_PROVIDED TEXT_
Weeks 4 & 5 - Stratified & cluster sampling Flashcards
Remarks about the 3 types of allocation for stratified sampling (+ general optimal allocation)
Define proportional and Neyman allocation [2011]
Proportional allocation
- Sample size in stratum proportional to stratum size (nh proportional to Nh)
1. Sample ‘mirrors’ population, representative
2. Simple estimation
Neyman allocation
- Sample size in stratum proportional to stratum standard deviation (nh proportional to NhSh)
1. a special case of optimal allocation when costs for all strata are the same.
2. If stratum standard deviations vary a lot, Neyman allocation gives the greatest advantage
- Variance is minimised when nh is proportional to NhSh
Equal allocation
1. If similar variance, implies that standard errors are similar.
Therefore, point estimates are comparable
4 reasons for stratified sampling
- To study specific SUBPOPULATIONS
eg. F vs M, geographic regions - To assist in implementing OPERATIONAL ASPECTS of survey
eg. big and small farms - To improve representativeness
- To improve precision
^with homogeneous strata
Why is SRS possibly problematic? And why could stratified sampling be advantageous?
SRS can’t guarantee small variance b/c of the equal probability of selection -> results can vary a lot.

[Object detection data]
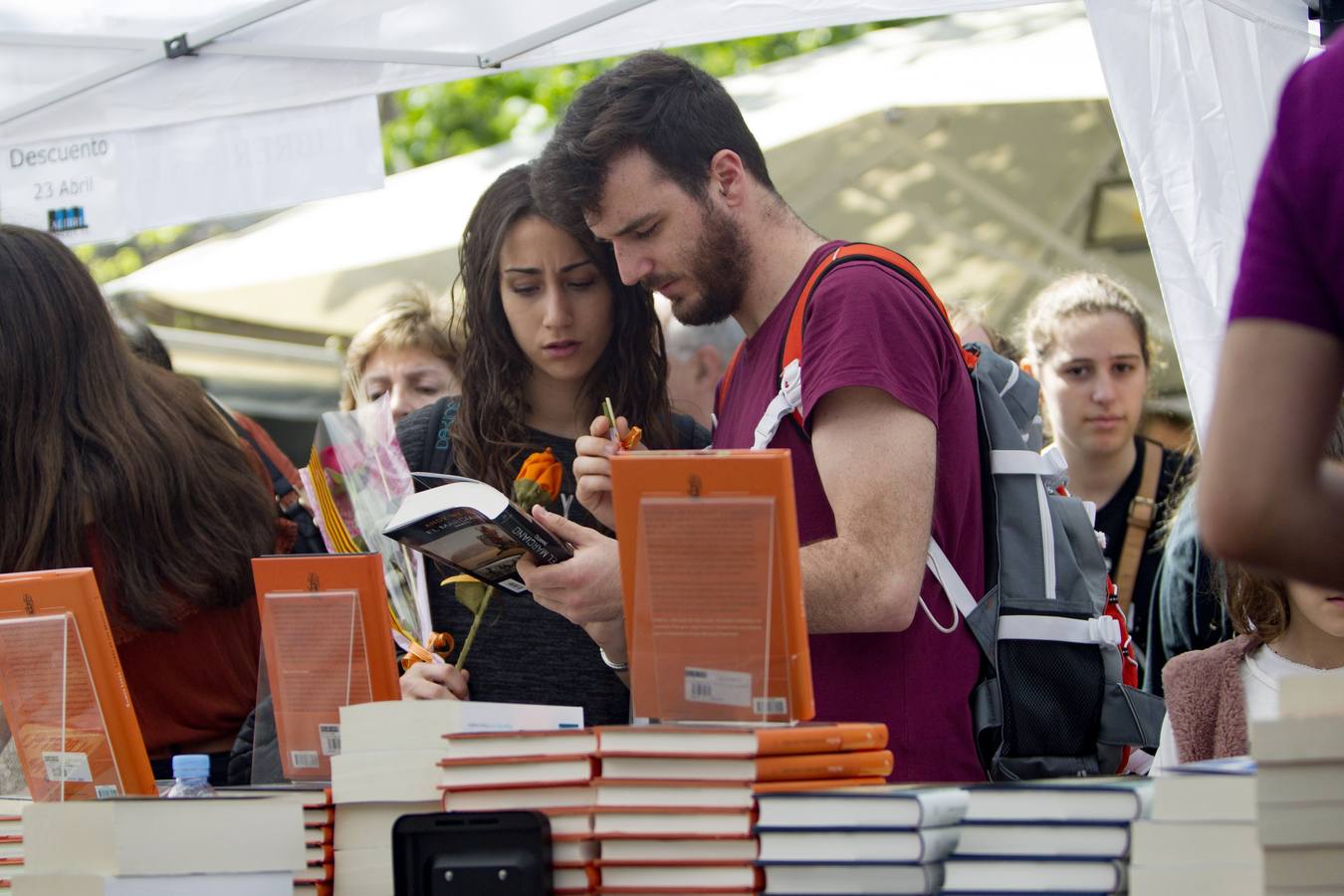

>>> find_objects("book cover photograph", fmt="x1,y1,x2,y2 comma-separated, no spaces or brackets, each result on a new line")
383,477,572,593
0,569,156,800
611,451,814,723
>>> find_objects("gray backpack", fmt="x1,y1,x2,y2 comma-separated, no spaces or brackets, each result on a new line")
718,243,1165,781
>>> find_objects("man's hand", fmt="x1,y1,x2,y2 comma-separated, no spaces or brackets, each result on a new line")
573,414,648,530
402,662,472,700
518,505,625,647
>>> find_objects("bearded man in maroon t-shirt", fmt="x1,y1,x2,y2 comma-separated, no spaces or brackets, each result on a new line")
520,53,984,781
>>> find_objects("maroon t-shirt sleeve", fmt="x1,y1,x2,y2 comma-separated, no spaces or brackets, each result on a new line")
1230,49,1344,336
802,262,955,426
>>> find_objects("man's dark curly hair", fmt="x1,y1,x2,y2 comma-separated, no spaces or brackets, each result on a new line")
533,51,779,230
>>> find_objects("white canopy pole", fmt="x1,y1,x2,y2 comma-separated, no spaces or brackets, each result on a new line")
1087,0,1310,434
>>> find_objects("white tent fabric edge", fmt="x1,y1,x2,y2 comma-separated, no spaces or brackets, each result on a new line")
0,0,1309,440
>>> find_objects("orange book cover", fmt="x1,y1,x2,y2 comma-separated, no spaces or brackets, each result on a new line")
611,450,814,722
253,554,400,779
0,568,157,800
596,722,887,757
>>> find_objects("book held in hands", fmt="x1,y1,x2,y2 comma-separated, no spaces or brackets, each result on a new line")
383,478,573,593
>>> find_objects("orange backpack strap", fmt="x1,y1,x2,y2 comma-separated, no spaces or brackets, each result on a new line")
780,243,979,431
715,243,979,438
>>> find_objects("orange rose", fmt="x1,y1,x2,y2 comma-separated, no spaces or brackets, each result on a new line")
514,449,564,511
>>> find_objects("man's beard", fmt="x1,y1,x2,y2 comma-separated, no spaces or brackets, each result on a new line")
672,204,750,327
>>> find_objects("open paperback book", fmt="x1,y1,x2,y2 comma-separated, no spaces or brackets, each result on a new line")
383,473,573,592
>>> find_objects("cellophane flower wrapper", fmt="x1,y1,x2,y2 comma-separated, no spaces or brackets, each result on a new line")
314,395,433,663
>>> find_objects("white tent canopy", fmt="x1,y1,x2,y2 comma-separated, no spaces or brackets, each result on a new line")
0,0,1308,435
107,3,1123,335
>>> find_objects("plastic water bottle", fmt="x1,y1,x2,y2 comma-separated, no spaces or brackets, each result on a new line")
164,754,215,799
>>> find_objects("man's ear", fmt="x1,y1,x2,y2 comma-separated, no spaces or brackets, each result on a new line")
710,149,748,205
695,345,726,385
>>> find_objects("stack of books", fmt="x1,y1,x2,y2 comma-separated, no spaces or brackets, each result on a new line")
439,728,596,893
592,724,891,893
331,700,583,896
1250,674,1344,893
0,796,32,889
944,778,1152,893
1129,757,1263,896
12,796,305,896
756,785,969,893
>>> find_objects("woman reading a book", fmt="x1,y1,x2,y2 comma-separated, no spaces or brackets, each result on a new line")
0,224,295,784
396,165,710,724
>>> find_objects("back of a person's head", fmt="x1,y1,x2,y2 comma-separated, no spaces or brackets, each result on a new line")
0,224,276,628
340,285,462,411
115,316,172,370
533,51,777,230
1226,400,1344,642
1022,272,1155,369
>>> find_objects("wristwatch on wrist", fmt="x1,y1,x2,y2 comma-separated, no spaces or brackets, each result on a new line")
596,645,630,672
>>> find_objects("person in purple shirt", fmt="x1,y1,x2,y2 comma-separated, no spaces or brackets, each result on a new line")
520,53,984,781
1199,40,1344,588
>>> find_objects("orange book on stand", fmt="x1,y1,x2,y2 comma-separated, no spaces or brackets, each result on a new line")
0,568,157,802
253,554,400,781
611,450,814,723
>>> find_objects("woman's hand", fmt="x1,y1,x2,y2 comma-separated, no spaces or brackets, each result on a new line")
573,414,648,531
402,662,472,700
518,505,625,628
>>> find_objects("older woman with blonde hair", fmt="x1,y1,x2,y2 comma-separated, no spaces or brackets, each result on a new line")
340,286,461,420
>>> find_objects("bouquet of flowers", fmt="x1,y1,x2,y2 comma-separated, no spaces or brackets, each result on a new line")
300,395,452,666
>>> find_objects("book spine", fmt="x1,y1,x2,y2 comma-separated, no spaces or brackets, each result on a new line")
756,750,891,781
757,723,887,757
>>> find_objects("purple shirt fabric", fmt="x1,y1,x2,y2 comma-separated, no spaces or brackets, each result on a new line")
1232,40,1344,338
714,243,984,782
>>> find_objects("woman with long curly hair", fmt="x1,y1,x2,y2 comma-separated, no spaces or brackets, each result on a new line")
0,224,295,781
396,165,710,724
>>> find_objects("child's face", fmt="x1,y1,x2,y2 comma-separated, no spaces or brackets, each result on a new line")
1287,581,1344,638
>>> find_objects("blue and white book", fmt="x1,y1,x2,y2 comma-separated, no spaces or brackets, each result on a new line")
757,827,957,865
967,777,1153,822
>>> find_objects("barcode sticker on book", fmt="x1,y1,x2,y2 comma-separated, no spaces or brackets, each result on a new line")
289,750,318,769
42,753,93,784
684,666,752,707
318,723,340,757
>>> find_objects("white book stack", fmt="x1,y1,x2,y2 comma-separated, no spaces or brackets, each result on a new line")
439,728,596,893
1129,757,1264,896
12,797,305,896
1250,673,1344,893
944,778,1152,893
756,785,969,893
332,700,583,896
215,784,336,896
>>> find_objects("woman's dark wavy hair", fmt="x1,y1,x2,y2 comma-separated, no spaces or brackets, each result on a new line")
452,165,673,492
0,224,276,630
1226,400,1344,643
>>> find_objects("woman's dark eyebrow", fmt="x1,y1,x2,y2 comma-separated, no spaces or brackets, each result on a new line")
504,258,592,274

_TASK SET_
a - Using the stratified sampling flashcards, say whether each statement agrees with them, answering yes or no and quoting the words that decide it: (i) Neyman allocation is a special case of optimal allocation when costs for all strata are the same. (ii) Under proportional allocation, the sample size in a stratum is proportional to the stratum standard deviation. (iii) SRS can guarantee a small variance.
b - Carry on the stratified sampling flashcards from their last line.

_ANSWERS TO THE TASKS_
a -
(i) Yes: "a special case of optimal allocation when costs for all strata are the same."
(ii) No: "Sample size in stratum proportional to stratum size (nh proportional to Nh)"
(iii) No: "SRS can’t guarantee small variance b/c of the equal probability of selection"

b -
+ could also lead to extreme samples, eg. all men
Stratified sampling can have smaller variance (if homo within)
What are the primary sampling units & secondary sampling units in cluster sampling?
*we want clusters to have high heterogeneity within -> mini version of pop, good representation
PSU = clusters, eg. blocks, schools
SSU = eg. households in the blocks
Cluster sampling - estimated population size formula
M hat = N x (m bar)
Cluster sampling - design effect formula
Comment on how you would decide between the unbiased estimator under simple random sampling and the ratio estimator under cluster sampling. [6m, 2018]
Var(t cl hat) / Var(t SRS hat) ~= [1 + (K-1)ICC ]
where ICC = intra-cluster correlation coefficient measures homogeneity within clusters
- When ICC=1, perfectly homogeneous & Var(t cl hat) > Var(t SRS hat)
- When ICC=0, perfectly heterogeneous & Var(t cl hat) = Var(t SRS hat)
- The PRECISION of the ratio estimator of t under cluster sampling may be expected to be WORSE than the precision of the unbiased estimator of t under simple random sampling…
- b/c of a TENDENCY FOR HOMOGENEITY of cow weight on farms.
- The RELEVANT FACTOR is the INTRA-farm CORRELATION of weight of obese cows.
*Bear in mind that the goal is for the clusters to be just as heterogeneous as the whole pop, so that the selection of a given cluster will yield the same information as the random selection of individuals from the entire population.
Describe briefly 1-stage cluster sampling. [2m]
The population is divided into N clusters, where cluster i is of size Mi
for i = 1, 2, …N
and where elements in cluster i are labelled j = 1, 2, …, Mi
- Sampling units are clusters which are group of elements and we select a simple random sample of n clusters but can use any design to select clusters.
- Regarding data collection, information should be collected on all elements in the cluster.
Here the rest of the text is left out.